▶
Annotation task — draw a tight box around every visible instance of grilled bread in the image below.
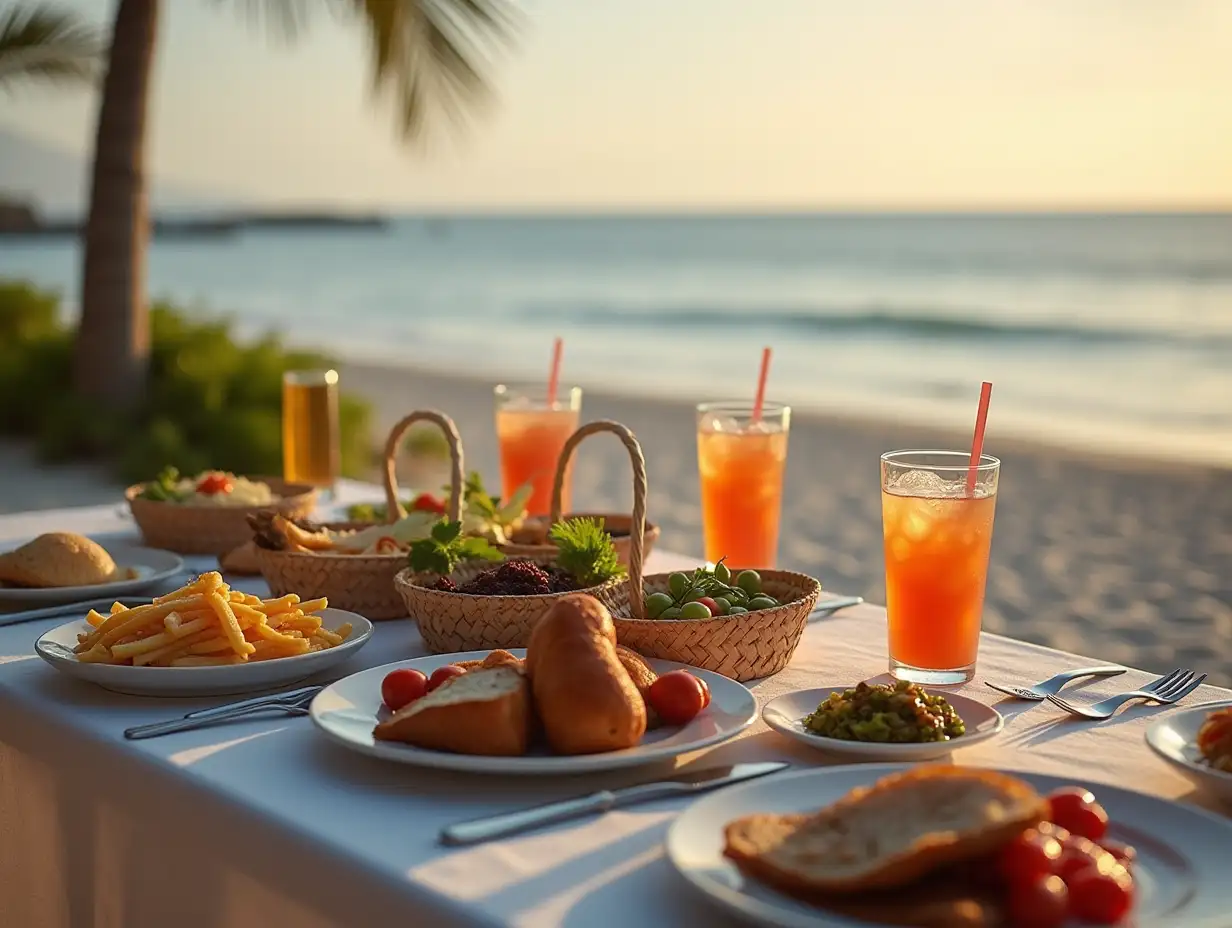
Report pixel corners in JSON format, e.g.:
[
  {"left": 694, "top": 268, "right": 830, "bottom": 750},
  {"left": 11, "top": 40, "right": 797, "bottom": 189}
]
◀
▶
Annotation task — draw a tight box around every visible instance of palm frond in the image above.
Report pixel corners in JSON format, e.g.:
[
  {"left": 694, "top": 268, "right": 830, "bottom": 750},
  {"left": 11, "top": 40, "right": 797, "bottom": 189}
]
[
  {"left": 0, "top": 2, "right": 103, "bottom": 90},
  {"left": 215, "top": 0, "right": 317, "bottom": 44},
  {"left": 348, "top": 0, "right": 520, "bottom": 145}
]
◀
# REQUIREMENT:
Reproduce each line of the entries in which the word "every" is found.

# ANSWER TO THIS TASK:
Annotation task — draw a tight box around every visible instance of grilled bread in the image below.
Annotation task — draw a tight box around every visible instance of palm frond in the image above.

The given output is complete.